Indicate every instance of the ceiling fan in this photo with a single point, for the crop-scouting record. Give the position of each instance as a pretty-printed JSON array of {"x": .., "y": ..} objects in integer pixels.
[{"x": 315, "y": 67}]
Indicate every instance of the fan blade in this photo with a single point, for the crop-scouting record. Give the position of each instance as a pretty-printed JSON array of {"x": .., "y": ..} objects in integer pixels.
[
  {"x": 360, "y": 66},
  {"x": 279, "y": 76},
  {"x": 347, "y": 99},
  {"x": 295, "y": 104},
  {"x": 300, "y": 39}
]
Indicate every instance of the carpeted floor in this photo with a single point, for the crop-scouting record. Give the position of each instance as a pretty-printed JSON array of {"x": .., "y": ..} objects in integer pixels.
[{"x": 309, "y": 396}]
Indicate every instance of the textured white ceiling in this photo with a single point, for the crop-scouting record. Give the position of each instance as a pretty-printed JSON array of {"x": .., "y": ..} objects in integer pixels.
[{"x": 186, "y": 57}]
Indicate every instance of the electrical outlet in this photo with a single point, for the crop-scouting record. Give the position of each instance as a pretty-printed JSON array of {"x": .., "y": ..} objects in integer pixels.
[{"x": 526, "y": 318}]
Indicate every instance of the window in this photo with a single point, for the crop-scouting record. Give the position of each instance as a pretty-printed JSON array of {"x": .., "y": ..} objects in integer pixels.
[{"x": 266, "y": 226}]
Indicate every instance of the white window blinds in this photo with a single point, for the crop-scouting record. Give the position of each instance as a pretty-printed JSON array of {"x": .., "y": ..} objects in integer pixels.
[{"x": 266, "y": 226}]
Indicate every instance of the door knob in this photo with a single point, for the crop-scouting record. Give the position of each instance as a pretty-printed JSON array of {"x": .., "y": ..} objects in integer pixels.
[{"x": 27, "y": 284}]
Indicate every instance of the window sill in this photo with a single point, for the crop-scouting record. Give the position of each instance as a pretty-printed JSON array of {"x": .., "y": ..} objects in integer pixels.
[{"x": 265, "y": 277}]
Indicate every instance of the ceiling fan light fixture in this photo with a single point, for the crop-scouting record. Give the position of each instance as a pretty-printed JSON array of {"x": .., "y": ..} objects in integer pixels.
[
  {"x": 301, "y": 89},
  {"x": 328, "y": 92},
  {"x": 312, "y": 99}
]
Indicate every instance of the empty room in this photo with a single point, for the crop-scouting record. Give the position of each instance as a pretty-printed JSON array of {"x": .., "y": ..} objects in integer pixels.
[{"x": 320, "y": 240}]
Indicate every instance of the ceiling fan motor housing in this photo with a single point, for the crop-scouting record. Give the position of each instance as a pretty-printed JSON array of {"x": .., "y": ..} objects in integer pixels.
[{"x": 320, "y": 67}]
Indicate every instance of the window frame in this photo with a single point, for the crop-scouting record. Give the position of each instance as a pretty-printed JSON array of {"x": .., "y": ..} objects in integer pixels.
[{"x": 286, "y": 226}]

***

STATED PROBLEM | Transcribe the data above in full, exactly.

TASK OUTPUT |
Indicate every instance of the ceiling fan in this photo with a single point, for the crop-scouting record. Give the position of each instance as a pretty-printed JSON array of {"x": .., "y": ..} objects in integer pixels.
[{"x": 315, "y": 67}]
Indicate every instance of the fan blade in this photo with a single point, for the crop-scouting record. Give the position of each instance as a pretty-printed JSON array of {"x": .., "y": ..} objects in integer pixels.
[
  {"x": 360, "y": 66},
  {"x": 279, "y": 76},
  {"x": 347, "y": 99},
  {"x": 295, "y": 104},
  {"x": 300, "y": 39}
]
Indicate every instance of the carpeted floor in this photo with a single point, for the crop-scouting record. Give the position of each instance as a pretty-printed JSON array of {"x": .., "y": ..} objects in integer pixels.
[{"x": 309, "y": 396}]
Indicate every instance of the textured white ceiling in this photo with a single point, for the crop-scouting record. Give the position of each instance as a pretty-printed JSON array of {"x": .., "y": ..} objects in integer pixels.
[{"x": 186, "y": 57}]
Indicate every instance of the electrical outlet in this photo with a single point, for the crop-scouting record. Give the position of each instance as a pretty-printed JSON array of {"x": .., "y": ..} objects in integer pixels.
[{"x": 526, "y": 318}]
Indicate every instance of the window in this photo with a single point, for the crop-scouting record. Give the position of each instance as a pretty-printed JSON array of {"x": .., "y": ..} objects in integer pixels.
[{"x": 266, "y": 226}]
Indicate every instance of the white window blinds in this photo with a single point, for the crop-scouting record. Give the position of each instance as a pretty-printed JSON array of {"x": .., "y": ..} objects in integer pixels.
[{"x": 266, "y": 226}]
Indicate every instance of the door knob in this photo with a single point, for the crop-scouting record. Give the position of each instance as a pretty-printed JSON array of {"x": .., "y": ..} objects in integer pixels.
[{"x": 27, "y": 284}]
Indicate every instance of the window sill in this photo with a single point, for the crop-scouting record. Give the position of each instance as a pretty-printed JSON array of {"x": .., "y": ..} objects in integer pixels.
[{"x": 265, "y": 277}]
Indicate every instance of the ceiling fan light fixture in this photo with a single point, for the crop-scouting record. Give the position of each instance as a pretty-printed JSON array of {"x": .., "y": ..} objects in integer pixels.
[
  {"x": 301, "y": 89},
  {"x": 328, "y": 92},
  {"x": 312, "y": 99}
]
Indicate every instance of the empty room in this photo with a single point, for the crop-scouting record. Give the position of each instance as a pretty-printed JSON array of {"x": .., "y": ..} objects in integer pixels.
[{"x": 320, "y": 240}]
Indicate every instance of the ceiling fan motor housing in this photo with a single point, for the crop-scouting record. Give the position of each instance as a pretty-printed JSON array of {"x": .., "y": ..} objects in integer pixels.
[{"x": 320, "y": 67}]
Indicate every instance of the window frame in this photo with a single point, for the crop-scouting record. Give the position of each instance as a pretty-printed JSON array of {"x": .., "y": ..} objects in integer pixels.
[{"x": 286, "y": 226}]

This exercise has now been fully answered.